►

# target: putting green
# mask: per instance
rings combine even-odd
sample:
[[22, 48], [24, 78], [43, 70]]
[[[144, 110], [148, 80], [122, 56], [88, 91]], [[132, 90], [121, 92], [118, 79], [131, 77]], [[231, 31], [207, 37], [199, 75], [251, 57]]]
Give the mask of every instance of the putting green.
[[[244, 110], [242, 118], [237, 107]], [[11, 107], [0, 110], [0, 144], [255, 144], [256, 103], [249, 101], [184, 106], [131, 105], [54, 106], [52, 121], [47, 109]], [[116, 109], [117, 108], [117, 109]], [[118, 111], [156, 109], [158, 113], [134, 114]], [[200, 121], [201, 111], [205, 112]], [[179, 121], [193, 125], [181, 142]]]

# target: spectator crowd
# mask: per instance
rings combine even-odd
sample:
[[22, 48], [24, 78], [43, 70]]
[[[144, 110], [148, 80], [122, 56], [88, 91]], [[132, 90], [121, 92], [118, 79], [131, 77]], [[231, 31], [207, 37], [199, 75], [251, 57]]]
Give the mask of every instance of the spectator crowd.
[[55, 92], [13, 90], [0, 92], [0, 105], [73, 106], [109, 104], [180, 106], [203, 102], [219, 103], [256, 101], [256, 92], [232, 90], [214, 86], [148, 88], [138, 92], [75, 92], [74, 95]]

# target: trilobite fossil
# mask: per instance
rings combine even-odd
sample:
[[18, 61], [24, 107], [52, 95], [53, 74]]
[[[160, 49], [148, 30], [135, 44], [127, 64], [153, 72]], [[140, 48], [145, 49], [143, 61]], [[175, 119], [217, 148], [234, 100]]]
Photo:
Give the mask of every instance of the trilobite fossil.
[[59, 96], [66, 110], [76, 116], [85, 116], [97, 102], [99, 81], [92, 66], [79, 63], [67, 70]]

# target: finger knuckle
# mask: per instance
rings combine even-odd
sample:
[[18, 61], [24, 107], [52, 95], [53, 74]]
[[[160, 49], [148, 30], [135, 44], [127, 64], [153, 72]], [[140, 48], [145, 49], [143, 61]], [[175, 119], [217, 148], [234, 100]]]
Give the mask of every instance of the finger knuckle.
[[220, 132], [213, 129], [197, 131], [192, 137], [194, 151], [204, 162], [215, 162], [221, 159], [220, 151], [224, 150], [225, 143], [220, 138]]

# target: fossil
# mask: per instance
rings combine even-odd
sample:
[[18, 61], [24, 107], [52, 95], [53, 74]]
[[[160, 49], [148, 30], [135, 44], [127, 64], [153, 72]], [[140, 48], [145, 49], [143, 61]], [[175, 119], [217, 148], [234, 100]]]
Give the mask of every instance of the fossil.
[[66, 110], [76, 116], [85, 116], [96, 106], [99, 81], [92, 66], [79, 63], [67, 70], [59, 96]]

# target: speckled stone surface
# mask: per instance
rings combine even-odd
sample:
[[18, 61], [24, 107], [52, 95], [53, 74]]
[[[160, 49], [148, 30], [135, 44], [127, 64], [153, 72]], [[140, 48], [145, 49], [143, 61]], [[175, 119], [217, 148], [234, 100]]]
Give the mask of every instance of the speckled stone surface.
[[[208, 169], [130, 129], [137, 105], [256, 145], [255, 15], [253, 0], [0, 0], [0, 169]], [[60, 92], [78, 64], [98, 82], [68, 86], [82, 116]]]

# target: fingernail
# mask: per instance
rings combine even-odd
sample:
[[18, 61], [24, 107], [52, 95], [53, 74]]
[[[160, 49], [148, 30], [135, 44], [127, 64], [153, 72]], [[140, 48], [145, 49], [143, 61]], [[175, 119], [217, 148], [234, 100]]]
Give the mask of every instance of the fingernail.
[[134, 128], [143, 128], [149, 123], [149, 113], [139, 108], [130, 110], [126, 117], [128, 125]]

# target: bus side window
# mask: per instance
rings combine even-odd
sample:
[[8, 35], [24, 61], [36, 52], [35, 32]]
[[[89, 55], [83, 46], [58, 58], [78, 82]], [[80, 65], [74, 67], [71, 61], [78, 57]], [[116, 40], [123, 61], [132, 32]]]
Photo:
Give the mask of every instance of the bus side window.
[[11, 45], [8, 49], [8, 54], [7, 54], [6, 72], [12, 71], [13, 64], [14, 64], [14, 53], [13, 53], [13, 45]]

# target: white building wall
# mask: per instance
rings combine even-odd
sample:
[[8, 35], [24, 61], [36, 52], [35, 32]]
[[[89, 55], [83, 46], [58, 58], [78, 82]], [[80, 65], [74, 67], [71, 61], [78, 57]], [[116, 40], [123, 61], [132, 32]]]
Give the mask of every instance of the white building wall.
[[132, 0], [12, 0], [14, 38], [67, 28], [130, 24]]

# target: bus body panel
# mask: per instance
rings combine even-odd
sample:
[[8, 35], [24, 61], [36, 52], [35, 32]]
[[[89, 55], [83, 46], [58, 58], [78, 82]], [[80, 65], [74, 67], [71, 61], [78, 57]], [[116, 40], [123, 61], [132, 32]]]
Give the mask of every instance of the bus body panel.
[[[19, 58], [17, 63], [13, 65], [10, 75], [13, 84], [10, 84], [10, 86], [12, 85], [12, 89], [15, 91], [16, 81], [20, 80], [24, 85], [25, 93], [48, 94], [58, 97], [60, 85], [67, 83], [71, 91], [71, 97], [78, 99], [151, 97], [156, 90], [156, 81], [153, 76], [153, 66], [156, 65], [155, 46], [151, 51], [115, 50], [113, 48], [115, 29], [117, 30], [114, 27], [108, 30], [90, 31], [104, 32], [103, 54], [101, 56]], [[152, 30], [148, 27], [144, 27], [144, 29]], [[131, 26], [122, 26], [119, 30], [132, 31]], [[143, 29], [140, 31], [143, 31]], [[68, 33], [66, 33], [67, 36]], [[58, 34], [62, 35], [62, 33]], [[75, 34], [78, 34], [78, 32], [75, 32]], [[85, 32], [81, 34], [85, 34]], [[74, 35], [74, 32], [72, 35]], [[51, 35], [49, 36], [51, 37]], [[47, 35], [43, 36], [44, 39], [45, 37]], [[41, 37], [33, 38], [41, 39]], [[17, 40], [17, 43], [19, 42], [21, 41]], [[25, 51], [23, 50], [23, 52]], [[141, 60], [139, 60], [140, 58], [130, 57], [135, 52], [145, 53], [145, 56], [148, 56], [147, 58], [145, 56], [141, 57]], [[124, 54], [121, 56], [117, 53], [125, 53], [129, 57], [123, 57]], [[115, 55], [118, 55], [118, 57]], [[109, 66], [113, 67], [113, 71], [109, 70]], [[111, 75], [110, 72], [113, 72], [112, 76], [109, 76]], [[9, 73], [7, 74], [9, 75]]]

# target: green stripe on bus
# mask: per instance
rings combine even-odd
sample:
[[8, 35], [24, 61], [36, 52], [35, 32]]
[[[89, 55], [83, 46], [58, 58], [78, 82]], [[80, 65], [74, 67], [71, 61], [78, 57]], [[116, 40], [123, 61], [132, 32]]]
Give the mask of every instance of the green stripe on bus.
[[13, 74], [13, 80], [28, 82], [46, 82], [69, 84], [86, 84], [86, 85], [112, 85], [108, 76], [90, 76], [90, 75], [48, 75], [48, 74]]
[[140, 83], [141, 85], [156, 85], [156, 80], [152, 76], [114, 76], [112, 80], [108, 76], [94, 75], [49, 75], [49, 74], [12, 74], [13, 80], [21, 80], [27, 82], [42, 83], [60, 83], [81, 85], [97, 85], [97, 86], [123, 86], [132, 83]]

◄

*Exercise instructions*: Give every line of the listing above as a numbered list, leaving out the blank lines.

*Task solution*:
1. # target: putting green
2. # mask: per instance
3. rings combine even-odd
4. sample:
5. [[22, 48], [24, 78], [43, 70]]
6. [[[144, 110], [148, 80], [122, 56], [88, 91]], [[132, 90], [121, 92], [118, 79], [131, 77]], [[231, 31], [207, 37], [199, 75], [251, 57]]]
7. Give the mask of every instance of the putting green.
8. [[[244, 110], [242, 118], [237, 107]], [[11, 107], [0, 110], [0, 144], [255, 144], [256, 103], [249, 101], [184, 106], [131, 105], [54, 106], [52, 121], [47, 109]], [[116, 109], [117, 108], [117, 109]], [[118, 111], [156, 109], [158, 113], [134, 114]], [[200, 121], [201, 111], [205, 112]], [[179, 121], [193, 125], [181, 142]]]
9. # target: spectator crowd
10. # mask: per instance
11. rings combine even-odd
12. sample:
13. [[22, 48], [24, 78], [43, 70]]
14. [[[144, 110], [148, 80], [122, 56], [88, 91]], [[132, 90], [121, 92], [118, 79], [131, 77]], [[231, 31], [207, 37], [199, 75], [251, 57]]]
15. Give the mask of every instance of the spectator crowd.
16. [[55, 92], [13, 90], [0, 92], [0, 105], [73, 106], [109, 104], [180, 106], [203, 102], [219, 103], [256, 101], [256, 92], [232, 90], [214, 86], [148, 88], [138, 92], [75, 92], [74, 95]]
17. # target: trilobite fossil
18. # mask: per instance
19. rings combine even-odd
20. sample:
21. [[18, 61], [24, 107], [52, 95], [53, 74]]
22. [[[160, 49], [148, 30], [135, 44], [127, 64], [153, 72]], [[140, 48], [145, 49], [143, 61]], [[175, 119], [217, 148], [234, 100]]]
23. Photo:
24. Give the mask of every instance of the trilobite fossil.
25. [[59, 96], [66, 110], [76, 116], [85, 116], [97, 102], [99, 81], [92, 66], [79, 63], [67, 70]]
26. # target: finger knuckle
27. # mask: per instance
28. rings combine even-odd
29. sample:
30. [[18, 61], [24, 107], [52, 95], [53, 74]]
31. [[[160, 49], [148, 30], [135, 44], [127, 64], [153, 72]], [[140, 48], [145, 49], [143, 61]], [[175, 119], [217, 148], [234, 100]]]
32. Give the mask of every instance of the finger knuckle.
33. [[220, 132], [213, 129], [197, 131], [192, 137], [194, 151], [204, 162], [215, 162], [221, 159], [220, 151], [224, 150], [225, 143], [220, 138]]
34. # target: fossil
35. # mask: per instance
36. rings combine even-odd
37. sample:
38. [[18, 61], [24, 107], [52, 95], [53, 74]]
39. [[[160, 49], [148, 30], [135, 44], [127, 64], [153, 72]], [[140, 48], [145, 49], [143, 61]], [[175, 119], [217, 148], [234, 100]]]
40. Give the mask of every instance of the fossil.
41. [[66, 110], [76, 116], [85, 116], [96, 106], [99, 81], [92, 66], [79, 63], [67, 70], [59, 96]]
42. # target: speckled stone surface
43. # mask: per instance
44. rings combine even-odd
45. sample:
46. [[18, 61], [24, 107], [52, 95], [53, 74]]
47. [[[160, 49], [148, 30], [135, 44], [127, 64], [153, 72]], [[140, 48], [145, 49], [143, 61]], [[175, 119], [217, 148], [234, 100]]]
48. Give the mask of every instance of the speckled stone surface.
49. [[[208, 169], [130, 129], [137, 105], [256, 145], [255, 15], [253, 0], [0, 0], [0, 169]], [[60, 92], [78, 64], [98, 82], [68, 86], [82, 116]]]
50. # target: fingernail
51. # mask: per instance
52. rings combine even-odd
53. sample:
54. [[18, 61], [24, 107], [52, 95], [53, 74]]
55. [[[160, 49], [148, 30], [135, 44], [127, 64], [153, 72]], [[140, 48], [145, 49], [143, 61]], [[175, 119], [217, 148], [234, 100]]]
56. Give the mask of every instance of the fingernail.
57. [[134, 128], [143, 128], [149, 123], [149, 113], [139, 108], [130, 110], [126, 117], [128, 125]]
58. # target: bus side window
59. # mask: per instance
60. rings combine even-odd
61. sample:
62. [[8, 35], [24, 61], [36, 52], [35, 32]]
63. [[[89, 55], [83, 46], [58, 58], [78, 82]], [[80, 65], [74, 67], [71, 61], [78, 57]], [[116, 40], [123, 61], [132, 32]]]
64. Photo:
65. Give the mask of every instance of the bus side window.
66. [[11, 45], [8, 49], [8, 54], [7, 54], [6, 72], [12, 71], [13, 64], [14, 64], [14, 53], [13, 53], [13, 45]]
67. # target: white building wall
68. # mask: per instance
69. rings combine even-odd
70. sample:
71. [[8, 35], [24, 61], [36, 52], [35, 32]]
72. [[[89, 55], [83, 46], [58, 58], [78, 82]], [[80, 65], [74, 67], [71, 61], [78, 57]], [[116, 40], [123, 61], [132, 32]]]
73. Give the mask of every instance of the white building wall.
74. [[132, 0], [12, 0], [14, 38], [67, 28], [130, 24]]
75. # target: bus body panel
76. # mask: per instance
77. rings combine even-odd
78. sample:
79. [[8, 35], [24, 61], [36, 52], [35, 32]]
80. [[[89, 55], [83, 46], [58, 58], [78, 82]], [[80, 65], [74, 67], [71, 61], [78, 57]], [[116, 40], [123, 61], [132, 32]]]
81. Give the mask of every instance of the bus body panel.
82. [[[19, 58], [17, 63], [13, 65], [10, 75], [13, 84], [10, 84], [10, 86], [12, 85], [12, 89], [15, 91], [16, 81], [20, 80], [24, 85], [25, 93], [48, 94], [58, 97], [60, 85], [67, 83], [71, 91], [71, 97], [78, 99], [151, 97], [156, 90], [156, 81], [153, 76], [153, 66], [156, 65], [155, 46], [151, 51], [115, 50], [113, 48], [115, 29], [117, 30], [114, 27], [108, 30], [90, 31], [104, 32], [103, 54], [101, 56]], [[152, 30], [148, 27], [144, 27], [144, 29]], [[131, 26], [122, 26], [119, 30], [132, 31]], [[143, 29], [140, 31], [143, 31]], [[68, 33], [66, 33], [67, 36]], [[58, 34], [62, 35], [62, 33]], [[75, 34], [78, 34], [78, 32], [75, 32]], [[85, 32], [81, 34], [85, 34]], [[74, 35], [74, 32], [72, 35]], [[51, 35], [49, 36], [51, 37]], [[47, 35], [43, 36], [44, 39], [45, 37]], [[41, 37], [33, 38], [41, 39]], [[17, 40], [17, 43], [19, 42], [21, 41]], [[25, 51], [23, 50], [23, 52]], [[141, 60], [139, 60], [140, 58], [130, 57], [135, 52], [145, 53], [145, 56], [148, 56], [147, 58], [145, 56], [141, 57]], [[124, 54], [121, 56], [117, 53], [125, 53], [129, 57], [123, 57]], [[115, 55], [118, 55], [118, 57]], [[109, 66], [113, 67], [113, 71], [109, 70]], [[111, 75], [110, 72], [113, 72], [112, 76], [109, 76]], [[9, 73], [7, 74], [9, 75]]]
83. # target: green stripe on bus
84. # mask: per instance
85. rings combine even-odd
86. sample:
87. [[8, 35], [24, 61], [36, 52], [35, 32]]
88. [[[89, 55], [83, 46], [58, 58], [78, 82]], [[80, 65], [74, 67], [71, 61], [78, 57]], [[116, 40], [123, 61], [132, 32]]]
89. Give the mask of every instance of the green stripe on bus.
90. [[13, 74], [13, 80], [28, 82], [46, 82], [69, 84], [86, 84], [86, 85], [112, 85], [108, 76], [90, 76], [90, 75], [48, 75], [48, 74]]
91. [[140, 83], [141, 85], [156, 85], [156, 80], [152, 76], [114, 76], [112, 80], [108, 76], [94, 75], [49, 75], [49, 74], [12, 74], [13, 80], [21, 80], [27, 82], [42, 83], [60, 83], [81, 85], [97, 85], [97, 86], [123, 86], [132, 83]]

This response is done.